What the task asks
Copy the data below verbatim, starting at the line that contains "Question. For every instance of the rolled-up" and ending at the last line of the data, both included.

[START OF Extracted material]

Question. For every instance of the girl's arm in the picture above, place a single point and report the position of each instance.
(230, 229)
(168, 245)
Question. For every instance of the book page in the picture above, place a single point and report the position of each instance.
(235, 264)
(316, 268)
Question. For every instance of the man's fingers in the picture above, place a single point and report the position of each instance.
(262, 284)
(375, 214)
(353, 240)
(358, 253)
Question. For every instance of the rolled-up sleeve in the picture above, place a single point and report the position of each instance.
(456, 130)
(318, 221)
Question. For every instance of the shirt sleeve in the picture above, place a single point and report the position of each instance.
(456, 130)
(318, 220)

[END OF Extracted material]

Result
Question. For every instance of the rolled-up sleeve in the picture above, place a single point and report the position of each instance.
(456, 130)
(318, 221)
Question. For every instance of the shirt sleeve in the picture above, place a single point and report the position of each instance.
(456, 130)
(318, 220)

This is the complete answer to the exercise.